__Exercise goal__: Render the listing below as a JSON list of strings, one string per line, leaving out blank lines and the pictures.

__Records shown__:
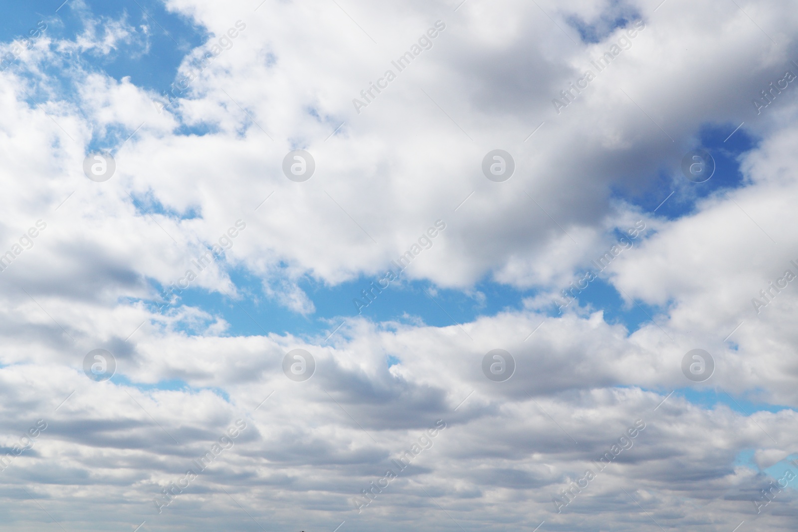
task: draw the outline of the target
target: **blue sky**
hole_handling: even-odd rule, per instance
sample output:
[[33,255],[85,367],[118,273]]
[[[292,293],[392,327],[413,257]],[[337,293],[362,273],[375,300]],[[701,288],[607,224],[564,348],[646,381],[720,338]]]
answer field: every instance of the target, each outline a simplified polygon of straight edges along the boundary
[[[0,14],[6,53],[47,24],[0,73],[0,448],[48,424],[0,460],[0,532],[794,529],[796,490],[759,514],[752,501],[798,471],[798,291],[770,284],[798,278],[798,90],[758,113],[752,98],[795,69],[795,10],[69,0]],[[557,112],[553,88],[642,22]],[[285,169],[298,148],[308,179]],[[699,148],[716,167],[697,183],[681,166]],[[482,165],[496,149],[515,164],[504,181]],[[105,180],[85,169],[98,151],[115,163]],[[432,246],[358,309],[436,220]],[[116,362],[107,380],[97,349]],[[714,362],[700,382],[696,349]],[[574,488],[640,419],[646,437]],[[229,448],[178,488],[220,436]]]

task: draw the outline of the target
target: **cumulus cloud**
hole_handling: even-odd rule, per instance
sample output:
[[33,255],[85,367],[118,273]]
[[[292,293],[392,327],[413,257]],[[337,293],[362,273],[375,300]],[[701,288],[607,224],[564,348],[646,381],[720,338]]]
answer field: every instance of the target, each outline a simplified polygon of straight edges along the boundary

__Exercise solution__:
[
  "task: draw the outline of the target",
  "target: **blue sky**",
  "hole_handling: even-odd rule, per instance",
  "sample output:",
  "[[33,255],[85,367],[118,273]]",
  "[[[292,293],[392,327],[413,257]],[[337,293],[362,273],[375,300]],[[701,288],[607,224],[564,348],[646,381],[720,338]]]",
  "answer field: every instance of the target, each outline a simplified polygon of straight edges along the boundary",
  "[[[0,14],[6,53],[47,24],[0,73],[0,448],[48,424],[0,460],[0,532],[794,529],[796,490],[759,514],[752,501],[798,471],[798,291],[770,284],[798,278],[798,90],[758,113],[752,98],[795,69],[795,10],[69,0]],[[557,112],[553,88],[642,22]],[[285,169],[298,148],[308,179]],[[699,148],[716,167],[697,183],[681,166]],[[482,165],[496,149],[515,164],[504,181]],[[105,180],[85,169],[98,151],[115,163]],[[432,246],[358,309],[436,220]],[[116,362],[107,380],[97,349]],[[714,362],[700,382],[696,349]],[[574,488],[640,419],[646,437]],[[229,448],[178,488],[220,436]]]",
  "task: draw the outline of the target",
  "target: **cumulus cloud**",
  "hole_handling: even-odd rule, per instance",
  "sample output:",
  "[[33,255],[85,367],[118,273]]",
  "[[[292,293],[392,327],[413,257]],[[337,293],[362,273],[375,300]],[[701,288],[607,224],[564,348],[646,381],[720,338]]]",
  "answer field: every instance of the target, each outline a simplified polygon of straight edges along the boundary"
]